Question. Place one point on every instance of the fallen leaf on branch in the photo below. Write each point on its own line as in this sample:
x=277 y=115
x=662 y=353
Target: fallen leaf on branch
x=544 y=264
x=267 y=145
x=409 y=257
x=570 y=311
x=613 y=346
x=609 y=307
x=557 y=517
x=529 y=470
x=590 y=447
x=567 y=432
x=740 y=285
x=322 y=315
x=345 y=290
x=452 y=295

────────────────────

### To be done
Copy out every one of the lines above word for word, keeping their order.

### Answer for this exercise
Question. Place one point on every instance of the fallen leaf on branch in the photo below. Write each point on its own line as in this sample:
x=277 y=115
x=662 y=353
Target: fallen leaf on branch
x=544 y=264
x=267 y=145
x=409 y=257
x=570 y=311
x=613 y=346
x=609 y=307
x=557 y=517
x=529 y=470
x=590 y=447
x=567 y=432
x=740 y=285
x=322 y=315
x=345 y=290
x=452 y=295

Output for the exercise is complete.